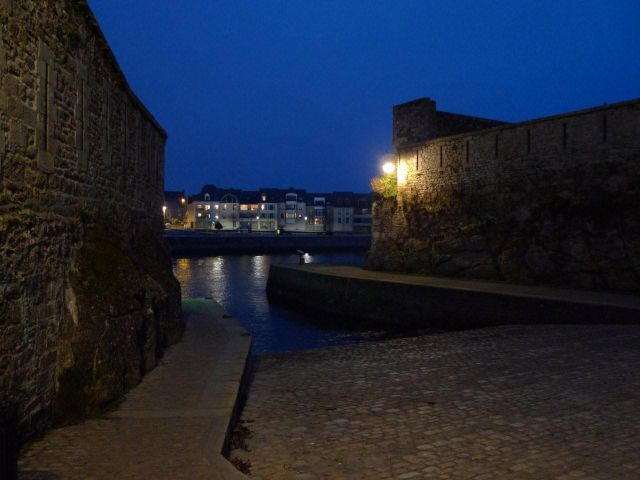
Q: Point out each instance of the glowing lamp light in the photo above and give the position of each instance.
(388, 168)
(402, 173)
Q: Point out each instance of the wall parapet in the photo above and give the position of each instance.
(545, 201)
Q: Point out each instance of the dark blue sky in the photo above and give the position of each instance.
(299, 93)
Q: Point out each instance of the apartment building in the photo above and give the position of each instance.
(276, 209)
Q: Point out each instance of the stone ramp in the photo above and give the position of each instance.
(417, 301)
(517, 402)
(174, 425)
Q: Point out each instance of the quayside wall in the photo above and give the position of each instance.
(552, 201)
(392, 300)
(88, 299)
(199, 244)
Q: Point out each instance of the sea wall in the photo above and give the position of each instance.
(195, 243)
(550, 201)
(88, 299)
(390, 301)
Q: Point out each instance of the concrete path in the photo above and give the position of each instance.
(544, 402)
(172, 426)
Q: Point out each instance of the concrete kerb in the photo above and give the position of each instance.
(231, 373)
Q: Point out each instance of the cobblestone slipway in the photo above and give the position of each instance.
(518, 402)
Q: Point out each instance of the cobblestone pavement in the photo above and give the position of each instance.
(518, 402)
(171, 426)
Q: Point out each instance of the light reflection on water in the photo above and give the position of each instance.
(238, 283)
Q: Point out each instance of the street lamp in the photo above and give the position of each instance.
(388, 168)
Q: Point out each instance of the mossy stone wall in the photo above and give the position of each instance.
(88, 301)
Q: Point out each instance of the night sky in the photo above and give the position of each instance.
(299, 93)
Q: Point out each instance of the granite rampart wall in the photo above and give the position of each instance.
(549, 201)
(88, 299)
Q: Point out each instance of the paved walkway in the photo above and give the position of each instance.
(515, 402)
(172, 426)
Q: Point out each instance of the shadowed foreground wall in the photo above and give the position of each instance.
(88, 299)
(551, 201)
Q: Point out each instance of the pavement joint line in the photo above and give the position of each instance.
(175, 424)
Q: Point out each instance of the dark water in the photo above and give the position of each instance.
(238, 283)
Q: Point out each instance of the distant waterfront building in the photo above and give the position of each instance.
(270, 209)
(349, 212)
(175, 207)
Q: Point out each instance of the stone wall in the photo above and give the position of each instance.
(549, 201)
(88, 299)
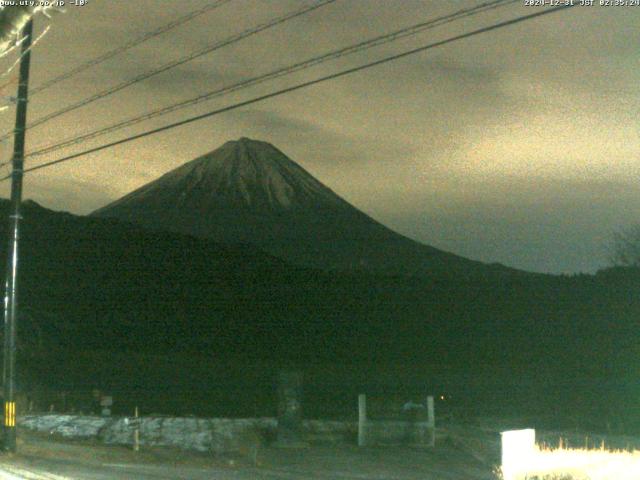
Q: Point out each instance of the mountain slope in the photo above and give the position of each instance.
(250, 192)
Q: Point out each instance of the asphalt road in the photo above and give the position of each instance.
(44, 458)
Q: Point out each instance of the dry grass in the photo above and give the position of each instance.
(578, 464)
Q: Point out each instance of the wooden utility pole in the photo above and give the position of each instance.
(11, 294)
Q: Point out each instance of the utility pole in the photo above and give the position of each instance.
(11, 294)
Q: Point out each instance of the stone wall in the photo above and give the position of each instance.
(218, 435)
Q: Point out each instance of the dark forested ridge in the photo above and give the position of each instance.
(101, 287)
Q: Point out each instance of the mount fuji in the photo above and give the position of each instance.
(249, 192)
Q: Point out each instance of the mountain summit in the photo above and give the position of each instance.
(248, 191)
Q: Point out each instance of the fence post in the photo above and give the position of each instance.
(362, 420)
(136, 432)
(431, 421)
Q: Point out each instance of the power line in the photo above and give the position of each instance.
(133, 43)
(302, 85)
(303, 65)
(168, 66)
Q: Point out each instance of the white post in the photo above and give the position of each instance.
(431, 421)
(362, 420)
(136, 432)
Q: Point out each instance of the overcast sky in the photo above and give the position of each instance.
(518, 146)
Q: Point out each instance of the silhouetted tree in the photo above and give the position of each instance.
(625, 247)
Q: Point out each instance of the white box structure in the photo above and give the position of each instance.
(518, 451)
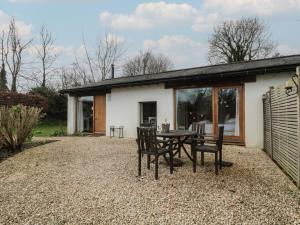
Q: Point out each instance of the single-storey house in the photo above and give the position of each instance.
(227, 94)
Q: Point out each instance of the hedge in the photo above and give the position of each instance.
(9, 99)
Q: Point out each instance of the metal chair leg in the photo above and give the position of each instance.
(220, 159)
(171, 162)
(216, 163)
(148, 161)
(156, 167)
(140, 162)
(202, 158)
(194, 161)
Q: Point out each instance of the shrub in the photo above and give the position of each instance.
(9, 99)
(16, 125)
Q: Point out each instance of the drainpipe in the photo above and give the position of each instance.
(298, 73)
(271, 120)
(112, 71)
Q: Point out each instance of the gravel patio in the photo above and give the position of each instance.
(92, 180)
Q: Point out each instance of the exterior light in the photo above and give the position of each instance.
(289, 85)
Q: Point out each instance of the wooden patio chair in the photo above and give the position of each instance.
(199, 127)
(149, 145)
(199, 145)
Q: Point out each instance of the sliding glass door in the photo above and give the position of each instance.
(194, 105)
(216, 106)
(229, 110)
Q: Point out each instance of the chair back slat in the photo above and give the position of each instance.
(147, 141)
(220, 138)
(201, 128)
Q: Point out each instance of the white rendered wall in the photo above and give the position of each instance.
(122, 106)
(254, 106)
(71, 115)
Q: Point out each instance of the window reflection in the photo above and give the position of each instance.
(228, 111)
(194, 105)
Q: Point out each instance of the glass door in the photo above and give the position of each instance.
(194, 105)
(229, 111)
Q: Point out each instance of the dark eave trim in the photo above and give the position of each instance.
(92, 90)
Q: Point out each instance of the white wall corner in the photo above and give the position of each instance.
(71, 123)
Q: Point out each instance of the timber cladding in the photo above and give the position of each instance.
(281, 130)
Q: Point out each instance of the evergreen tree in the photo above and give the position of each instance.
(3, 80)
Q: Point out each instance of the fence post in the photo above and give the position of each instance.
(298, 73)
(271, 120)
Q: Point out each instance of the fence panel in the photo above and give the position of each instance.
(281, 129)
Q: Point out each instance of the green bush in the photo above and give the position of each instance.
(16, 125)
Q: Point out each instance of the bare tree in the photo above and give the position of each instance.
(147, 62)
(109, 50)
(46, 55)
(3, 79)
(95, 65)
(13, 53)
(240, 40)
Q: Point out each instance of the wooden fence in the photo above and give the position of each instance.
(282, 128)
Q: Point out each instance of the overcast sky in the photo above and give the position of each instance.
(179, 29)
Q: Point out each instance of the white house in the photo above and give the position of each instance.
(227, 94)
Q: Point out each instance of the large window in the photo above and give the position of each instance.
(194, 105)
(216, 106)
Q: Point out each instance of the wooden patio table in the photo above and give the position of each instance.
(180, 136)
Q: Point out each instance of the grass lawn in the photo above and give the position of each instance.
(49, 127)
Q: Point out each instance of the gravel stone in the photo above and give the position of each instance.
(93, 180)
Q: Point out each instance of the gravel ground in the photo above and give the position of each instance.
(92, 180)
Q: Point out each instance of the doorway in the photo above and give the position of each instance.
(100, 114)
(148, 114)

--- EXERCISE DESCRIPTION ---
Give the entries again exactly. Pictures stay out.

--- PROBLEM SOLUTION ---
Q: Point out each instance of the glowing lamp light in the photo above and give the position of each instance.
(388, 168)
(402, 173)
Q: Point out each instance of the wall parapet in the photo above and give the position of each instance.
(545, 201)
Q: Point out each instance of the dark blue sky in the photo above and give the position of each instance.
(299, 93)
Q: Point out each instance of the apartment building in the photo above and give the position of each instance.
(276, 209)
Q: Point out each instance of the stone ramp in the photo above and give the position of each instance.
(417, 301)
(517, 402)
(174, 425)
Q: Point out each instance of the quayside wall in the photo above and give the position of each instance.
(552, 201)
(392, 300)
(88, 299)
(199, 244)
Q: Point out each instance of the sea wall in the photo above and give the position of each instance.
(195, 243)
(550, 201)
(88, 299)
(390, 301)
Q: Point out each instance of the concrete path in the photo above and give the position of each instance.
(544, 402)
(172, 426)
Q: Point out each instance of the concrete kerb in the photo above and give the position of each instance.
(231, 373)
Q: Point out each instance of the cobblestone slipway in the photo above and give the position of each instance.
(518, 402)
Q: Point out each instance of the cobblestone pavement in the photo above and give the position of each instance.
(518, 402)
(171, 426)
Q: Point out each instance of the light reflection on water in the photo above and give the position of each instance.
(238, 283)
Q: Point out each instance of the street lamp in the photo above and give the position of each instance.
(388, 168)
Q: Point out each instance of the mossy stone wall in the photo above and give the position of each instance.
(88, 301)
Q: Point out each instance of the night sky in the photo above and give the position of each instance.
(299, 93)
Q: Point out each instance of the granite rampart wall in the photo above and give the position of each instance.
(549, 201)
(88, 299)
Q: Point out each instance of the paved walkway in the photo above and give the position of each instance.
(515, 402)
(172, 426)
Q: Point out each instance of the shadowed foreground wall in the photo above and give the position of each instance.
(88, 299)
(551, 201)
Q: Point out each instance of the pavement joint line in the photo above and give the position of each instance.
(175, 424)
Q: Point out each instance of the dark water in the photo above and give the position of each instance.
(238, 283)
Q: Point out each instance of the distant waterfront building in the photo above and give the position of each instance.
(270, 209)
(349, 212)
(175, 207)
Q: Point out each instance of the stone wall in the photo above and give the position of each instance.
(549, 201)
(88, 299)
Q: Point out each instance of the mountain slope in the photo above and give the position of each instance.
(250, 192)
Q: Point out each instance of the asphalt road in the photo above and give the position of each instance.
(44, 458)
Q: Point out each instance of the dry grass in the photo above and give the position of each instance.
(578, 464)
Q: Point out each instance of the wooden utility pole in the photo above and give the position of each instance.
(11, 294)
Q: Point out each instance of the utility pole in the photo above and give the position of each instance.
(11, 294)
Q: Point out each instance of the stone wall in the photo above and give the position of each instance.
(218, 435)
Q: Point out each instance of the dark forested ridge in the photo above and give the position of each instance.
(101, 287)
Q: Point out each instance of the mount fuji in the photo above and give the position of each instance.
(249, 192)
Q: Point out each instance of the mountain summit in the photo above and give the position of each instance.
(248, 191)
Q: Point out each instance of the fence post in the photo above and give the position of each instance.
(362, 420)
(136, 432)
(431, 421)
Q: Point out each instance of the power line in the photo above and give the position of each instance.
(133, 43)
(302, 85)
(303, 65)
(168, 66)
Q: Point out each instance of the white post in the photo above and give the position of each instance.
(431, 421)
(362, 420)
(136, 432)
Q: Point out each instance of the overcast sky in the photo above and give the position of each instance.
(518, 146)
Q: Point out each instance of the silhouetted tree in the photo above and give the position of each instance.
(625, 247)
Q: Point out each instance of the white box structure in the photo above and give the position of each instance.
(518, 451)
Q: Point out each instance of the single-storey house in the photo above and give the position of each instance.
(227, 94)
Q: Point out each instance of the hedge in the photo above and give the position of each instance.
(9, 99)
Q: Point out each instance of the metal chair leg in the photo above and give the position of each instance.
(220, 159)
(171, 162)
(216, 163)
(148, 161)
(156, 167)
(140, 162)
(202, 158)
(194, 161)
Q: Point out each instance of the shrub in the photo above and give the position of each instance.
(9, 99)
(16, 125)
Q: Point out each instance of the drainpipe in the photo above and give the position of each instance.
(298, 73)
(271, 120)
(112, 71)
Q: Point out each instance of the gravel patio in the photo above and give the position of each instance.
(92, 180)
Q: Point out each instance of the exterior light in the photo above and give the position of each instance.
(289, 85)
Q: Point out each instance of the wooden patio chair in the photo above and give the position of each instance.
(199, 127)
(149, 145)
(199, 145)
Q: Point out each instance of the sliding glass door in the photo above and give the position of each instance.
(194, 105)
(216, 106)
(229, 110)
Q: Point out each instance of the chair back slat in the photo above and give the position of each instance.
(147, 141)
(220, 138)
(201, 128)
Q: Point out each instance of the white rendered wall in the photo above and give the position of each instance.
(122, 106)
(254, 106)
(71, 115)
Q: Point out each instance of the window reflection in the photo above and give the position of each instance.
(228, 111)
(194, 105)
Q: Point out each instance of the glass door in the photo above and give the position of each instance.
(194, 105)
(229, 111)
Q: Point out each instance of the dark eave trim in the photo above and give the position of each instance.
(92, 90)
Q: Point out each instance of the white wall corner in the photo above and give the position of each instance.
(71, 123)
Q: Point out each instance of the timber cladding in the photo above and give the position of each instance.
(281, 130)
Q: Point out each instance of the evergreen tree in the photo above and give the position of each instance.
(3, 80)
Q: Point out each instance of the fence post in the photo above and give the position of each instance.
(298, 73)
(271, 120)
Q: Point out each instance of the fence panel in the photo above and give the position of each instance.
(281, 129)
Q: Point out each instance of the green bush in the photo above and give the position of each instance.
(16, 125)
Q: Point out each instance of the bare tree in the photo above and give the position of each instance.
(147, 62)
(109, 50)
(46, 55)
(3, 79)
(95, 65)
(13, 53)
(240, 40)
Q: Point out each instance of the wooden fence in the photo above and give the position of each instance.
(282, 128)
Q: Point out each instance of the overcast sky in the photo above and give the position of each instance.
(179, 29)
Q: Point out each instance of the white house in the photo above and give the position of each instance.
(227, 94)
Q: Point out each instance of the large window in the photo above and give the position of each instance.
(194, 105)
(216, 106)
Q: Point out each instance of the wooden patio table in the photo above and give the position of each instance.
(180, 136)
Q: Point out each instance of the grass lawn in the photo above and give the position of each instance.
(49, 127)
Q: Point out each instance of the gravel stone in the photo above and give the position of each instance.
(93, 180)
Q: Point out each instance of the gravel ground in the photo above and give the position of each instance.
(92, 180)
Q: Point out each instance of the doorway in the photo above and give the position of each instance.
(100, 114)
(148, 114)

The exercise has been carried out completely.